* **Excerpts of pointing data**

---------------

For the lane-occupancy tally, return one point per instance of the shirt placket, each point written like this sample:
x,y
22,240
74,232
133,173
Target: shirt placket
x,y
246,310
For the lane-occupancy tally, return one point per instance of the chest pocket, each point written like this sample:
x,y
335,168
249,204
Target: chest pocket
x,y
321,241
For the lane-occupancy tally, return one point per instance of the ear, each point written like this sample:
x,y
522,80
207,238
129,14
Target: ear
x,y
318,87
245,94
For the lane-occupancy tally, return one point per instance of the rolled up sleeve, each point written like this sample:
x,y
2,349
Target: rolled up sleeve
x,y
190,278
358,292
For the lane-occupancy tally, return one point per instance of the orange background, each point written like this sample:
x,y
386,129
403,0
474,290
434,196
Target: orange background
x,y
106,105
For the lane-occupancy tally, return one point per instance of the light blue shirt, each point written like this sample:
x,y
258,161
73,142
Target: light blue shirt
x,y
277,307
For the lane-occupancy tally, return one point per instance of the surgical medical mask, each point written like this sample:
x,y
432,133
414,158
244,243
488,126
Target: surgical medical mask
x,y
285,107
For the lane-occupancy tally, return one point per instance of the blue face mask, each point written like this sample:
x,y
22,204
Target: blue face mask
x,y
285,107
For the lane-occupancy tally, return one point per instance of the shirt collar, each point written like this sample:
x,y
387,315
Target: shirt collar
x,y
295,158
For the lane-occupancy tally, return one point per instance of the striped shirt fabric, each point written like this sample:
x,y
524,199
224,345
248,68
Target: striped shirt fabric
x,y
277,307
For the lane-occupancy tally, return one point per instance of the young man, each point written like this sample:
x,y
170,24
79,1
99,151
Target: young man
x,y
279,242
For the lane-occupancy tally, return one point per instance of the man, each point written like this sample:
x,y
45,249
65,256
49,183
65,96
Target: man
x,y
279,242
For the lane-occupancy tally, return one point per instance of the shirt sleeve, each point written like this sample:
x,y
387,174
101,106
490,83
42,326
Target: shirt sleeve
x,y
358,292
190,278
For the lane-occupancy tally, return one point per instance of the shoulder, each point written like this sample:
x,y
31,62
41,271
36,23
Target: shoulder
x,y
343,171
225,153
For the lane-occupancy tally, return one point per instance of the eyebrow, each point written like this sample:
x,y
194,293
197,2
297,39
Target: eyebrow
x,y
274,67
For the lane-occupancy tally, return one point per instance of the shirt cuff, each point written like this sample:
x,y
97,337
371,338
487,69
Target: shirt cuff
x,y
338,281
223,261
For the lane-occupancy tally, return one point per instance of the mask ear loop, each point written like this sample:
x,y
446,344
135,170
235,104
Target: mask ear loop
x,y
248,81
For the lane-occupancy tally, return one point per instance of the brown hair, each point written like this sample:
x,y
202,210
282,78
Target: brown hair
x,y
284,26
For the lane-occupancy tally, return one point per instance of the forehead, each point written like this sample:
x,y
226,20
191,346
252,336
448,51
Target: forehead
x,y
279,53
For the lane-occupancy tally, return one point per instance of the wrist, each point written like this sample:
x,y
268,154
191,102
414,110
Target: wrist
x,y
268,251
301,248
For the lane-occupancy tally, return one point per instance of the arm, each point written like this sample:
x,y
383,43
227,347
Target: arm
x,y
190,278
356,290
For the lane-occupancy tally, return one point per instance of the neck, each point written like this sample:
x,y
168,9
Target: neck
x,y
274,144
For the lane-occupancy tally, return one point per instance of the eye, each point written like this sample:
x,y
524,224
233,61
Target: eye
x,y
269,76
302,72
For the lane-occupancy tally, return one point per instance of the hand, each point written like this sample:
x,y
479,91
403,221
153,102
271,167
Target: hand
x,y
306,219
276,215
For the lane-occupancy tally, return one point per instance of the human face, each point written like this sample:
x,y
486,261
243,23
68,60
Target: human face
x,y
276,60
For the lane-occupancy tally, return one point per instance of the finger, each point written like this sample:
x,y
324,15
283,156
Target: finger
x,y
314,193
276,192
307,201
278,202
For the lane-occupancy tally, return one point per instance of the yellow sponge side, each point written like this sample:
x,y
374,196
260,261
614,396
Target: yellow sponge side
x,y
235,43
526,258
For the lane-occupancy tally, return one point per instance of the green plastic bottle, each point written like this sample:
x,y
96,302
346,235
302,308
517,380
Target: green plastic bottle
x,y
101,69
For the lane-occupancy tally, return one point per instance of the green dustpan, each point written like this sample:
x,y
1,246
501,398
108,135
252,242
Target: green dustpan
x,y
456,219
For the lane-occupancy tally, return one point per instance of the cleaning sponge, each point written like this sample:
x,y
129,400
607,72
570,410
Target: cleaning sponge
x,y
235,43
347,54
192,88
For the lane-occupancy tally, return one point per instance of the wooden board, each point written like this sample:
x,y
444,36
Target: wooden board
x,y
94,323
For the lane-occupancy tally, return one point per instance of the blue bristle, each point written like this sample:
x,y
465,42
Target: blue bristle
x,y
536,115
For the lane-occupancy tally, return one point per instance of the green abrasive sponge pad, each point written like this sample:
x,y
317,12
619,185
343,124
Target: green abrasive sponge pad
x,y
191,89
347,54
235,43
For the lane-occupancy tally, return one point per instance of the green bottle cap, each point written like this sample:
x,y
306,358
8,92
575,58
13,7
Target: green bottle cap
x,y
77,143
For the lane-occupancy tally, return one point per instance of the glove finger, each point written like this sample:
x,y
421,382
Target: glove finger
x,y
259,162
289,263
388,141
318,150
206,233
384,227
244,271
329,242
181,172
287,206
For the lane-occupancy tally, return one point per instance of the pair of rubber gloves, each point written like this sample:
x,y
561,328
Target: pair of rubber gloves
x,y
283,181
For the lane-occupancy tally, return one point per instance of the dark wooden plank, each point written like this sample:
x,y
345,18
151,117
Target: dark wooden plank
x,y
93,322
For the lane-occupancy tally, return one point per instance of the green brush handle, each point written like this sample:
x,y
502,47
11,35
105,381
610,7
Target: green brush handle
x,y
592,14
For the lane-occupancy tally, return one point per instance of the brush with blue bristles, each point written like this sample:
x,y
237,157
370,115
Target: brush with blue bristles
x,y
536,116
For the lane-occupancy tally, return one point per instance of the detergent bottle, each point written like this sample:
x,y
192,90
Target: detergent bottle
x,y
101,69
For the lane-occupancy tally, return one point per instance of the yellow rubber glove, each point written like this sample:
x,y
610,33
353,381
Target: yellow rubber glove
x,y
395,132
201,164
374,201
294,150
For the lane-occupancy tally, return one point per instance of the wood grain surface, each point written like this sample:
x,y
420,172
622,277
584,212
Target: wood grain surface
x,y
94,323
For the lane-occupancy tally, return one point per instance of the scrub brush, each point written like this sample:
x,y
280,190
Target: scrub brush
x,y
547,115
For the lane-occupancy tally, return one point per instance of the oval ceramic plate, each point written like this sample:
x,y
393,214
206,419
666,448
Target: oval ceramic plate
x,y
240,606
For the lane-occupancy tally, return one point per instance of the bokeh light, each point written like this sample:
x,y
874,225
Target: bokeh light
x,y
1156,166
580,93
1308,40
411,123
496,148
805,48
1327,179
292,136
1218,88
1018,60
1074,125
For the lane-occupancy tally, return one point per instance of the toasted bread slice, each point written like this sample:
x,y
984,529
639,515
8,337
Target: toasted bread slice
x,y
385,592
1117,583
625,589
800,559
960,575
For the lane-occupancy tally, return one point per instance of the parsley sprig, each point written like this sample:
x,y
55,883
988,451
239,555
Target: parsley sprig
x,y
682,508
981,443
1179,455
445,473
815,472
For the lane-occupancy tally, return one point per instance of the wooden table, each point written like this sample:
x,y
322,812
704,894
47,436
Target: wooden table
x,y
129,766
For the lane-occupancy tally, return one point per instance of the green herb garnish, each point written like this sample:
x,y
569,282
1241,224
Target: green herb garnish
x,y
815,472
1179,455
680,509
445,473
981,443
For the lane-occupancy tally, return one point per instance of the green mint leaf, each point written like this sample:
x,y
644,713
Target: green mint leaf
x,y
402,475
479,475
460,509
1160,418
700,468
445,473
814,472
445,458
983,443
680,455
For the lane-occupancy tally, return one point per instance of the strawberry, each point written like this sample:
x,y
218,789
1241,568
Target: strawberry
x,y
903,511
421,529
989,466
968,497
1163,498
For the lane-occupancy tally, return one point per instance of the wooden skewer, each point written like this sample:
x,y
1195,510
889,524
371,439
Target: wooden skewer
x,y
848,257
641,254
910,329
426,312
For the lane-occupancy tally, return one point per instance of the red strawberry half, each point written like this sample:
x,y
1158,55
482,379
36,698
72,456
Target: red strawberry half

---------------

* **Instructions to follow**
Set down, word for word, every line from the line that holds "the green mint" to the end of the entries above, including both ends.

* **Solution for this task**
For the lane-occupancy tally, return one point per instance of the green mint leaf, each point written like this sample:
x,y
644,713
Target: green mint leaf
x,y
402,475
479,475
460,509
1160,418
700,468
445,473
814,472
445,458
983,443
680,455
For the lane-occupancy tally, return one point per instance of the strawberry, each point written like this sample:
x,y
218,789
1241,568
Target: strawberry
x,y
903,511
421,529
989,466
968,497
1163,498
For the lane-occupancy tally, return one point per instance of the wooden skewer, each point written like this sample:
x,y
1195,510
889,524
371,439
Target: wooden skewer
x,y
848,257
641,254
910,329
426,312
For the lane-occupancy tally, return one point per instance of the red strawberry half, each point written like this sample:
x,y
1158,55
482,379
36,698
72,456
Target: red strawberry half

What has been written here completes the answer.